* START DATA FOR THE TASK *
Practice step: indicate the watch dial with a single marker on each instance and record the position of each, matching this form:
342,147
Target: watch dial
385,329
* END DATA FOR THE TASK *
* START DATA FOR THE TASK *
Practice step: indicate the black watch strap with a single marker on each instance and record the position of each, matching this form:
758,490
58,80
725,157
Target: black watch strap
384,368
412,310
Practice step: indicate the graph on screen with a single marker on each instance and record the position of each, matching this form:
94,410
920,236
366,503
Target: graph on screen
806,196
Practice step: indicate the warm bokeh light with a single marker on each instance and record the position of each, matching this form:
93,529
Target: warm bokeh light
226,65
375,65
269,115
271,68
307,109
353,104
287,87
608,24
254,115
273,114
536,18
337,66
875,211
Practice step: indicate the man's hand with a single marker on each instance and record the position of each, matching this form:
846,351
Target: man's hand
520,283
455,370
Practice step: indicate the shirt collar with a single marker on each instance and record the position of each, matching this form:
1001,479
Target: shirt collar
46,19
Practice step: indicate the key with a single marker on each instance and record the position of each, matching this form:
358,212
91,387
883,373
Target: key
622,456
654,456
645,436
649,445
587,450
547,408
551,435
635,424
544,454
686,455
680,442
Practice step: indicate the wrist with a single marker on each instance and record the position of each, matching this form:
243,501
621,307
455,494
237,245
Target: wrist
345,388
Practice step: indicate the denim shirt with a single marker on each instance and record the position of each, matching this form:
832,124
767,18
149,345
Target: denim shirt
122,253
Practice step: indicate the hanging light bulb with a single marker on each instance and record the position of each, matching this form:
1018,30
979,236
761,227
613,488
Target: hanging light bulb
* END DATA FOR THE TASK *
[GOAL] Show each line in the items above that contains the string "bokeh". Case counts.

[TASK ANSWER]
Practice step: indicate the warm bokeh light with a single marker on each instance and record the position of each, matching this form:
Target: warm bokeh light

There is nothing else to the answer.